Problem statement:
Gather every line of the material below that contains the word "white", and list them one per line.

:: Extracted information

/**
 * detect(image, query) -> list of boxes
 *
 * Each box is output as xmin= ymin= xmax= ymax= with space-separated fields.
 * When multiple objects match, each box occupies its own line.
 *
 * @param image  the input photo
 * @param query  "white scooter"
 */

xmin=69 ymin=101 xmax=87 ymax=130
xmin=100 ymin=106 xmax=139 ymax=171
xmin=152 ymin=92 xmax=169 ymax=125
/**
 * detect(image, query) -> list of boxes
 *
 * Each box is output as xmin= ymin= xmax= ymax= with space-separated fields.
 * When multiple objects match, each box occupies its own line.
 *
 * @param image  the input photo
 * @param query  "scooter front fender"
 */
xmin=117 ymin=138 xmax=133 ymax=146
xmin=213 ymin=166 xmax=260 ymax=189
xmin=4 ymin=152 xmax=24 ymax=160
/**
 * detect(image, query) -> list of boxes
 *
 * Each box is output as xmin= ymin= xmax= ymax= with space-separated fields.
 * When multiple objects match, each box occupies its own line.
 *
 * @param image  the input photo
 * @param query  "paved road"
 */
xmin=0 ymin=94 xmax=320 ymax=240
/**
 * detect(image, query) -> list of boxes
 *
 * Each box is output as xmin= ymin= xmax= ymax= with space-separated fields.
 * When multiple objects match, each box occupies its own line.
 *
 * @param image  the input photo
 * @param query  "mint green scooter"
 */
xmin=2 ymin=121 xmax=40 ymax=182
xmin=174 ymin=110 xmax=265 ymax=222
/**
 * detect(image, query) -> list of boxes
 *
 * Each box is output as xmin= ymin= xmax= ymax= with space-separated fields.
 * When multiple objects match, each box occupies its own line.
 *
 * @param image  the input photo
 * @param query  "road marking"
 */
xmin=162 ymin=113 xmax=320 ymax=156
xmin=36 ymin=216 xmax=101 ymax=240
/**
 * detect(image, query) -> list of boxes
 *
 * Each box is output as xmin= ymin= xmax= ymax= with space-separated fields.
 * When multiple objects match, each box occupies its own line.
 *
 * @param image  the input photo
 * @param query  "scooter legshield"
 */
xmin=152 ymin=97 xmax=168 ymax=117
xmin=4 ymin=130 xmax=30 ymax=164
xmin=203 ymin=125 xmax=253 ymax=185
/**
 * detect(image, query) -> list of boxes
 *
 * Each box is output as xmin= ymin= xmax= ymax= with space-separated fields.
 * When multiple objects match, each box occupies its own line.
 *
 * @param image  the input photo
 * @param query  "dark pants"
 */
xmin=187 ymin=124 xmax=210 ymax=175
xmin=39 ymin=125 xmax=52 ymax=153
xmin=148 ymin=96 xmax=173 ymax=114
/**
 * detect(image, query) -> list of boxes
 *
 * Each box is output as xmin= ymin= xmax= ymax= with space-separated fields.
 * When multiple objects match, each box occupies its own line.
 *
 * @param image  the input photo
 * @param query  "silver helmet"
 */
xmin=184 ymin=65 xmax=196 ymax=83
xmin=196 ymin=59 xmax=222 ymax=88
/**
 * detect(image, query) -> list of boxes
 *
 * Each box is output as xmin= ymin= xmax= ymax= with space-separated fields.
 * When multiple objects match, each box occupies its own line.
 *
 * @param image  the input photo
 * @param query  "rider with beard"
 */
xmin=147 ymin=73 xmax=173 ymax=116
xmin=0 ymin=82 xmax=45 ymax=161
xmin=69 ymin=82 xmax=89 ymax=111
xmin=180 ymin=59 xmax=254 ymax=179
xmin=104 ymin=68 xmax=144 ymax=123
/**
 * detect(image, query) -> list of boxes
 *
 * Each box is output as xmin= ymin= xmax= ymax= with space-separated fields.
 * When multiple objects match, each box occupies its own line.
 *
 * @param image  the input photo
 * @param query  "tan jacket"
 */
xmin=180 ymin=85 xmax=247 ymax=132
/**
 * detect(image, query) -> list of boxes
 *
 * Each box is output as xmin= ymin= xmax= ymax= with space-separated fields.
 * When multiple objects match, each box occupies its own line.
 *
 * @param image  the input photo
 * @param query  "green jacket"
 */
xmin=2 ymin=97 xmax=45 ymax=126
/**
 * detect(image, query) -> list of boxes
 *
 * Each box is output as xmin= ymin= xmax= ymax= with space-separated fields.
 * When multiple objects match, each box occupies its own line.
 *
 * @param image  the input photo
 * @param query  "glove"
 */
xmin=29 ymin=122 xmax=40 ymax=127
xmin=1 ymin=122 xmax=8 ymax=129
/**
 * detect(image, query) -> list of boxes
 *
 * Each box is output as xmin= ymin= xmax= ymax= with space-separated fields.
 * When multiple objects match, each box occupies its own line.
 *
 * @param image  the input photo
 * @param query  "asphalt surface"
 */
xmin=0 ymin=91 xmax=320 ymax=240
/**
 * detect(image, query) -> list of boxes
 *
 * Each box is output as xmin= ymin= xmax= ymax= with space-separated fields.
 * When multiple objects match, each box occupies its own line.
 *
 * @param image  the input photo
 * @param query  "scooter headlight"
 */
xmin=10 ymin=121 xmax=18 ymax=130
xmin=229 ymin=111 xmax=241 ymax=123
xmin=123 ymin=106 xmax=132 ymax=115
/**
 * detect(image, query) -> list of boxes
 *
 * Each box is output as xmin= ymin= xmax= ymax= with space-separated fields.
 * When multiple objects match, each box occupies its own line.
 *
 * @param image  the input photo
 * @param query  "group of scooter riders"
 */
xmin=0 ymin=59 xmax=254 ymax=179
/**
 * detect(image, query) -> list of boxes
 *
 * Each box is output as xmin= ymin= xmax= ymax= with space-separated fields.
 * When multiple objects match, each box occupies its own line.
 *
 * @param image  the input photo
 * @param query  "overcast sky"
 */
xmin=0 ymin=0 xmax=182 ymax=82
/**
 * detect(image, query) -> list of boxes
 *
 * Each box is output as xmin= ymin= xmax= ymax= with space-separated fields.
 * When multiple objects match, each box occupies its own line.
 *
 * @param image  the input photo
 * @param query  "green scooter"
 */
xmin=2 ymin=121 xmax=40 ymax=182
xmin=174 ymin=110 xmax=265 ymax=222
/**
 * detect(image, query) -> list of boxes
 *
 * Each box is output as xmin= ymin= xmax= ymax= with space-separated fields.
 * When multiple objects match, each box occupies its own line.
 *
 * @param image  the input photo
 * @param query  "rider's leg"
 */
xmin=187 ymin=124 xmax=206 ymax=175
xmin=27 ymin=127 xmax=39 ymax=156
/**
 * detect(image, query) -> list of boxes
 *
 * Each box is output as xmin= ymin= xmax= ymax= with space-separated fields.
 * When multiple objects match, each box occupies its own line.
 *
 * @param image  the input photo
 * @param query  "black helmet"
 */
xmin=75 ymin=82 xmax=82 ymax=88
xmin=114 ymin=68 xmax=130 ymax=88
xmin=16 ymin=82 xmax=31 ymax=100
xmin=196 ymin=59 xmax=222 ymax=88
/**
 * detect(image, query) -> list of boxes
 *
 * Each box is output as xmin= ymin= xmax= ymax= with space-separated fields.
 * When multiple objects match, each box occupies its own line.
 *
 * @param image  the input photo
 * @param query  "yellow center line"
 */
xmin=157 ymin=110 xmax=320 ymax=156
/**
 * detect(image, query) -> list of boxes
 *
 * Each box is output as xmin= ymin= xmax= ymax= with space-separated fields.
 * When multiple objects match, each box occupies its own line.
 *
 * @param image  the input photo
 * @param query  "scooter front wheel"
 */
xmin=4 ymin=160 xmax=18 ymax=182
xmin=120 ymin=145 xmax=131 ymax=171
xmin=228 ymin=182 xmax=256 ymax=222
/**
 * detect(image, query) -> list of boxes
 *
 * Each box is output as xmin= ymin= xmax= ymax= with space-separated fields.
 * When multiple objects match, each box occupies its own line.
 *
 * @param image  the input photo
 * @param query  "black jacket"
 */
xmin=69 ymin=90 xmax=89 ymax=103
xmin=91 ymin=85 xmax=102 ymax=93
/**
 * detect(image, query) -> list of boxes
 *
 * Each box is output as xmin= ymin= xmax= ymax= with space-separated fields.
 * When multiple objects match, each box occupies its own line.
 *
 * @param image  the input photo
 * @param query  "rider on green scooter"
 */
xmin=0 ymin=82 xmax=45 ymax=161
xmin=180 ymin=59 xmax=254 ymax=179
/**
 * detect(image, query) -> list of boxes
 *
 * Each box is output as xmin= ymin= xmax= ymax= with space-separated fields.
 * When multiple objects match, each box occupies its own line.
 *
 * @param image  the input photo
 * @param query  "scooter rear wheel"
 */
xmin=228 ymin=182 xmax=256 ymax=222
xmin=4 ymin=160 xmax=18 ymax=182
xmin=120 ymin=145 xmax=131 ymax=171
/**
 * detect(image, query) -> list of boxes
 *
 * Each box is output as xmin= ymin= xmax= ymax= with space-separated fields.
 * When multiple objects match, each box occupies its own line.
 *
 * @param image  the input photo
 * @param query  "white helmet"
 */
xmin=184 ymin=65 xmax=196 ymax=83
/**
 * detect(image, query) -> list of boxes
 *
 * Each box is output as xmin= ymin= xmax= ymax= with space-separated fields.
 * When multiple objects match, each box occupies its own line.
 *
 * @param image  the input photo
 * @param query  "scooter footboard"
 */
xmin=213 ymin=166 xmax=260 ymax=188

::::

Answer for the task:
 * @param query  "white scooter"
 * @param query  "white helmet"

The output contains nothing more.